**** LISTED ENTRIES
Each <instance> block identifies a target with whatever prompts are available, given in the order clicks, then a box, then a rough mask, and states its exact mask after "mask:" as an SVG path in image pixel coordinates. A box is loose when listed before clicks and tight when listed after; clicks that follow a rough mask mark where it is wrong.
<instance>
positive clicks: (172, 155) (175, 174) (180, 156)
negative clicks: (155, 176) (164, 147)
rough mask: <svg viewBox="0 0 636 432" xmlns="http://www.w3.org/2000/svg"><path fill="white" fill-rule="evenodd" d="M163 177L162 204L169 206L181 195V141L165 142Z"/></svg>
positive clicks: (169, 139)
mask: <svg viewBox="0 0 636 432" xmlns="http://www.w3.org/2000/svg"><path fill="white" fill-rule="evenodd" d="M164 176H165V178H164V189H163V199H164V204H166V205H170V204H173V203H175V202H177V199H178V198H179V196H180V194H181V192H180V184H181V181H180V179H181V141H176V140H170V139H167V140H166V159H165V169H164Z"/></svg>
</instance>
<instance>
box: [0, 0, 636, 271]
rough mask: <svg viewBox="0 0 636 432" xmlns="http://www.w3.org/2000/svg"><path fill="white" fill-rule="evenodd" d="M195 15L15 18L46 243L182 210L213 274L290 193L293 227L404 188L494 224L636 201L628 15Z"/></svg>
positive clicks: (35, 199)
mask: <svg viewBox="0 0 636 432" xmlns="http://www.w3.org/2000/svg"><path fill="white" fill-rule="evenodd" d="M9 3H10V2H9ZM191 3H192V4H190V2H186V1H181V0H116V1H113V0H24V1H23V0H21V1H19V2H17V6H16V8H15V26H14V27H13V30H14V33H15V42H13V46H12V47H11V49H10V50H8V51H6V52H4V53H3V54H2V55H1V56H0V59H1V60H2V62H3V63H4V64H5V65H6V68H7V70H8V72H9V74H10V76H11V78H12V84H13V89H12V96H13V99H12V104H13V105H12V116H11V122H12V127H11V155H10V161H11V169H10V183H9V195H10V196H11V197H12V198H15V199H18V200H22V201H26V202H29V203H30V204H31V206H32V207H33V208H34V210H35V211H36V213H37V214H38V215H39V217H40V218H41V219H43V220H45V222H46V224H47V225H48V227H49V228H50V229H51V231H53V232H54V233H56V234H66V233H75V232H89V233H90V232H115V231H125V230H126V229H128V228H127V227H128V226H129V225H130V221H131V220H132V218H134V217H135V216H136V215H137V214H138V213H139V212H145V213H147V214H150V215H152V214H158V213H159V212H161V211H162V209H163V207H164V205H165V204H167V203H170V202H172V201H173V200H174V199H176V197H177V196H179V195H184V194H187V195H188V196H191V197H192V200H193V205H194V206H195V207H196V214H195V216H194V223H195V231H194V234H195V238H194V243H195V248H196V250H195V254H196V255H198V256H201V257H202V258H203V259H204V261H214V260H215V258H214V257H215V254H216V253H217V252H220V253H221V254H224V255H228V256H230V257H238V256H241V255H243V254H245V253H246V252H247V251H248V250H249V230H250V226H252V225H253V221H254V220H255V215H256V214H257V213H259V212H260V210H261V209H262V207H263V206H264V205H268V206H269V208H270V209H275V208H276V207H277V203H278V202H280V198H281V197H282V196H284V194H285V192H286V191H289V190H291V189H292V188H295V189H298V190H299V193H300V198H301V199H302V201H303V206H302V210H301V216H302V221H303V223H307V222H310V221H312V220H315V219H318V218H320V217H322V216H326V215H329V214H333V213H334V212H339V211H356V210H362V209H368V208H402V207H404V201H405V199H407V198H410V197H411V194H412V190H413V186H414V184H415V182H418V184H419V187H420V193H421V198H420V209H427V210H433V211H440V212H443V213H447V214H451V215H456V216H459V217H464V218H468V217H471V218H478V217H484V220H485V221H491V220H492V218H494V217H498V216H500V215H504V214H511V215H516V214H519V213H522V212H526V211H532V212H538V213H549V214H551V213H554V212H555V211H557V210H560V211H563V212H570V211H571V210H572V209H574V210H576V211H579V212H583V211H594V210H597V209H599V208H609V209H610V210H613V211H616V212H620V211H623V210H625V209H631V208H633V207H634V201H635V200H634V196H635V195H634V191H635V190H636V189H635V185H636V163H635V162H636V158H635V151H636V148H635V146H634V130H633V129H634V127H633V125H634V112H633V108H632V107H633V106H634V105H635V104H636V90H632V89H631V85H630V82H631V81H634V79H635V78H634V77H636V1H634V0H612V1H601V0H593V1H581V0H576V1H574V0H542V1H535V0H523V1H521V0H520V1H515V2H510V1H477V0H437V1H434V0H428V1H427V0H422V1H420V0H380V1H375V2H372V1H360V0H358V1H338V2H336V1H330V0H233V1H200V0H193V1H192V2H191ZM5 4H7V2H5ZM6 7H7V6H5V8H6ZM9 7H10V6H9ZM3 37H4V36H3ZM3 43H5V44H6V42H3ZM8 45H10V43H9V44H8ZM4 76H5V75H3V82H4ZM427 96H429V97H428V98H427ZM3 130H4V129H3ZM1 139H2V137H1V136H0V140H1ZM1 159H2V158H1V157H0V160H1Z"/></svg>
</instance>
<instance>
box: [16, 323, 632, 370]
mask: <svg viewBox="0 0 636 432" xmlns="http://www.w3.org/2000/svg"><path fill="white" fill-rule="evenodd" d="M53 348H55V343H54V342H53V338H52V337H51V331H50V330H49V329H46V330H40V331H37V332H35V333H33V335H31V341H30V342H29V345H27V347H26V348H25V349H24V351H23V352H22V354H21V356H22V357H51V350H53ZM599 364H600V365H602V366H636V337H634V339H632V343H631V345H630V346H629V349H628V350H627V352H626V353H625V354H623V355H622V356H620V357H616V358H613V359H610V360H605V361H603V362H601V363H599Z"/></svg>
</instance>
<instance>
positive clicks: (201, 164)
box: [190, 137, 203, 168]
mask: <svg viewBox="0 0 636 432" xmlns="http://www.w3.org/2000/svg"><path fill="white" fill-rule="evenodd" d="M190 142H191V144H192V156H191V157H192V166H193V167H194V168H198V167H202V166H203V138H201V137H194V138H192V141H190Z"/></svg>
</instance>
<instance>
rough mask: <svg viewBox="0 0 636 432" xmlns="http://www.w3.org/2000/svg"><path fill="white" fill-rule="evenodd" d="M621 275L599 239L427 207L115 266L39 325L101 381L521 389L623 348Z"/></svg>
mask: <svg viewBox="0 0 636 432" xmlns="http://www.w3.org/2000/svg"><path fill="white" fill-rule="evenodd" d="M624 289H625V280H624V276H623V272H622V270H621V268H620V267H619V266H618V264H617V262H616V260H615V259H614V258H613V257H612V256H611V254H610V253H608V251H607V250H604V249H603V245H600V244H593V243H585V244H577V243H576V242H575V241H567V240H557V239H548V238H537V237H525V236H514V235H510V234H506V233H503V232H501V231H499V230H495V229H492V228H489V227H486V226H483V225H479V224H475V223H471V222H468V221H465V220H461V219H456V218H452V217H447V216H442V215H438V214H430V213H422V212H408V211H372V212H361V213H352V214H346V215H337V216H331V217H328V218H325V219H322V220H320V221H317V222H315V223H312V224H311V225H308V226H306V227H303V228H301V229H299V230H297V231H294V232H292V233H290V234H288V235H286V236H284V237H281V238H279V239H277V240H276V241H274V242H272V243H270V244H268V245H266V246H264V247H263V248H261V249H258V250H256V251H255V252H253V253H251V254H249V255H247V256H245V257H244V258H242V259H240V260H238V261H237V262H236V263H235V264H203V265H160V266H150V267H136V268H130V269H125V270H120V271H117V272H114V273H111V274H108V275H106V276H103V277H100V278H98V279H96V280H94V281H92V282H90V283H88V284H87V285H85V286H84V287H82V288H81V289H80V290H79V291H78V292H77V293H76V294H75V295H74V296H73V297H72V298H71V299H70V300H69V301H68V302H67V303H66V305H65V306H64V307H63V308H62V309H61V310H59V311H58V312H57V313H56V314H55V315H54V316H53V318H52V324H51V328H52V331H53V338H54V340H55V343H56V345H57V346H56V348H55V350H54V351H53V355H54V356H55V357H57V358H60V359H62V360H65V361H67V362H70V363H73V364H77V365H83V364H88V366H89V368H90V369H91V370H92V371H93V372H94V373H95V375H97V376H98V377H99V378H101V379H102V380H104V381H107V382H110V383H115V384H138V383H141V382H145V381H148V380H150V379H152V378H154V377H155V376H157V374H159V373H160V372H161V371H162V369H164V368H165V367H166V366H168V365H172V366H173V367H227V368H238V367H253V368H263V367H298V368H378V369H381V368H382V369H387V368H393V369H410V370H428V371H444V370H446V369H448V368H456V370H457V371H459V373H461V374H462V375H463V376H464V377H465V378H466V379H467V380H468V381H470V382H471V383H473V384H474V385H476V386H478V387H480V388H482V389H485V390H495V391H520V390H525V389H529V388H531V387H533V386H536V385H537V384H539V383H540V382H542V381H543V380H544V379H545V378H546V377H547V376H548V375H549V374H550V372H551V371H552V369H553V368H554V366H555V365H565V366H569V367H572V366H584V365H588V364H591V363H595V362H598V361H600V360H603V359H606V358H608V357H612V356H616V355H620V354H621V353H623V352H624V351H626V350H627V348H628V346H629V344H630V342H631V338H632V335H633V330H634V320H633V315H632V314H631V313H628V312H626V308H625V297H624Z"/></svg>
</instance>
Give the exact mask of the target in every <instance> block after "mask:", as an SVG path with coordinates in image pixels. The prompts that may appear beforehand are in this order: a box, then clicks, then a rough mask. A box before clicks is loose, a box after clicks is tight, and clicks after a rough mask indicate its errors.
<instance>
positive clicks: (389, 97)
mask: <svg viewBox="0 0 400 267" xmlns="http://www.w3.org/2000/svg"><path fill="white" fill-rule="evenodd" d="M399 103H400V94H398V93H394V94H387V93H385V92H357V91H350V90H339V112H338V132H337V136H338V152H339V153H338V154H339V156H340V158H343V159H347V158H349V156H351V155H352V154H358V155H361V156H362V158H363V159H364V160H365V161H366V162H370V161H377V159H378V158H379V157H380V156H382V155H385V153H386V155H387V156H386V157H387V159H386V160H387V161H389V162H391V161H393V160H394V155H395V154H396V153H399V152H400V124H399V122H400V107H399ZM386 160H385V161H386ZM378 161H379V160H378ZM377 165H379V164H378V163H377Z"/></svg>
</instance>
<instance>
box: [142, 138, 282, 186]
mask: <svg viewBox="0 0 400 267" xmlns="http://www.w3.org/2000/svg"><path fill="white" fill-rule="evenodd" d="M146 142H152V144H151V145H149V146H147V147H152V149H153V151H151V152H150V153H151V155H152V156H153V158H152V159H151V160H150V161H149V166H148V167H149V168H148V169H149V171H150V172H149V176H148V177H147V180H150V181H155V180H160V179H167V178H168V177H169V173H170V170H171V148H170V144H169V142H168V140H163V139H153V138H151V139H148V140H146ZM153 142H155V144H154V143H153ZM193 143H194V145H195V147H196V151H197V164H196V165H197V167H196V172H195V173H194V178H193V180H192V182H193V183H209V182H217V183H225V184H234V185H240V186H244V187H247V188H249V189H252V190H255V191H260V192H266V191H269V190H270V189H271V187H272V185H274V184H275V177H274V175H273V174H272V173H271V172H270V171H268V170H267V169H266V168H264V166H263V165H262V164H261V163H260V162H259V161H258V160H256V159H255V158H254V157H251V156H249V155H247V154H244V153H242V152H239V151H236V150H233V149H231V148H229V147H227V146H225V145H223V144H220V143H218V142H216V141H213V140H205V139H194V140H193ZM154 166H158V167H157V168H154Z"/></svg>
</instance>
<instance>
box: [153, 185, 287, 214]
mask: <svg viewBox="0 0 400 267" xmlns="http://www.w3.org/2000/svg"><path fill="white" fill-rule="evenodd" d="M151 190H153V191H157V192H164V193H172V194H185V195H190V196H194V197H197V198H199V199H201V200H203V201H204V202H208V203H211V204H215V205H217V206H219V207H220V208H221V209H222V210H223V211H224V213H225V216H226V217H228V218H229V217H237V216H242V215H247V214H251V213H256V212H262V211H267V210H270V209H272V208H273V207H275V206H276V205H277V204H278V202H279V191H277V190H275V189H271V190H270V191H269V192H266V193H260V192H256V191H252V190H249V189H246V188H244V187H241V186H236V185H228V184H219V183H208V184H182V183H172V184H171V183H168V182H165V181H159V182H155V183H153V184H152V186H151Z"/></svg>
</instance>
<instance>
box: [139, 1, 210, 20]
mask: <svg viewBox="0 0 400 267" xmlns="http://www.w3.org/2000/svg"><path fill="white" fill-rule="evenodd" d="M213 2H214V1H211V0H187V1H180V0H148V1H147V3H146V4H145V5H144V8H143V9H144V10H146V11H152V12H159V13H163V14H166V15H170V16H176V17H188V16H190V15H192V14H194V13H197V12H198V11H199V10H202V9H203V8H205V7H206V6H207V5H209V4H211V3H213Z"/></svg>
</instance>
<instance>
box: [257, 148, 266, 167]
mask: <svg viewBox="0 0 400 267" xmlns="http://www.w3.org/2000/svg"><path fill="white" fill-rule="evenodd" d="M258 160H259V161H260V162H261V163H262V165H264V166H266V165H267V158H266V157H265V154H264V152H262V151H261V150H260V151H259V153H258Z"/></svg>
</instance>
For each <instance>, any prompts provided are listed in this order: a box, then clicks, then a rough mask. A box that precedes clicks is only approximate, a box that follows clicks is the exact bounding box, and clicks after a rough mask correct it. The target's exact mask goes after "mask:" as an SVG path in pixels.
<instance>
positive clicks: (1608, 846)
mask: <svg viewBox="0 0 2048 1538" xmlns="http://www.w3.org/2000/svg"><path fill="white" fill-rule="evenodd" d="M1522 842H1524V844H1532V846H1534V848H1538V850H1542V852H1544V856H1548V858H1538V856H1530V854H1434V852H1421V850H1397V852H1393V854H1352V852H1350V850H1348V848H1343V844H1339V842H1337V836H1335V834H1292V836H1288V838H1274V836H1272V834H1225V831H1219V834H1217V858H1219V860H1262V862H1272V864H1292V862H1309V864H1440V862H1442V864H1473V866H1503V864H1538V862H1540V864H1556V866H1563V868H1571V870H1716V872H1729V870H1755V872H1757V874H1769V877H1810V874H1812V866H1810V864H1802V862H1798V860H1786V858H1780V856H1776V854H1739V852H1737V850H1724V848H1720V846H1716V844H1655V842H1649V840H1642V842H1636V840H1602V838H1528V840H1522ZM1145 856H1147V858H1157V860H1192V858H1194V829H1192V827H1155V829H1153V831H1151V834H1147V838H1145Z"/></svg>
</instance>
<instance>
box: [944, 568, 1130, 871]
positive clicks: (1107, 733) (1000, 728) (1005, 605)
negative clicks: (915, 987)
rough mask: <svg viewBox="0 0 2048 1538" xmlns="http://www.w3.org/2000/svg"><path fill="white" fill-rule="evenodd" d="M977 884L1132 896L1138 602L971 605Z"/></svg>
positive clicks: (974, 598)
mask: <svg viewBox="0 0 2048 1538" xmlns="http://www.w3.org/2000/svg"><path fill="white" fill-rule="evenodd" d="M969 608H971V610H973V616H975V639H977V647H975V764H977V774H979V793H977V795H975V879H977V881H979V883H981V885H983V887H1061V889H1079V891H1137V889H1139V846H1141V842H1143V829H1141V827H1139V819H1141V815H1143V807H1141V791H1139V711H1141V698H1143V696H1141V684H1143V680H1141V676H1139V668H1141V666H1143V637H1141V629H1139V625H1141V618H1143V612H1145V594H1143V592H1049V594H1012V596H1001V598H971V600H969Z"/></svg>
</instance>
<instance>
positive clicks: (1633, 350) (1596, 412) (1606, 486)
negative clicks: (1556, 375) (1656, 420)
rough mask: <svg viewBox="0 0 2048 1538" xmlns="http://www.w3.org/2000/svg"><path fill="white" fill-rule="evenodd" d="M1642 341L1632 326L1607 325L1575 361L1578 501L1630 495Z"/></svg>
********
PROBLEM REQUIREMENTS -
State how many lines of the data include the word "loose", with nothing else.

COMPLETED TASK -
2